**Task directions:**
Rewrite every line of the records below, requests included, and offset each x and y coordinate in the answers by adding -82 to it.

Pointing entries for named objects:
----------------------------------------

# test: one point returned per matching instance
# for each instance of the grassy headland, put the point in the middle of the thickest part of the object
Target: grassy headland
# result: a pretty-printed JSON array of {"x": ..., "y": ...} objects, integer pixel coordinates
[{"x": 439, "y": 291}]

----------------------------------------

**Solved problem:**
# test: one point returned per matching instance
# for each instance of the grassy headland, put the point in the middle of the thickest part of the object
Target: grassy headland
# result: a pretty-printed JSON array of {"x": ..., "y": ...} objects, integer pixel coordinates
[{"x": 357, "y": 209}]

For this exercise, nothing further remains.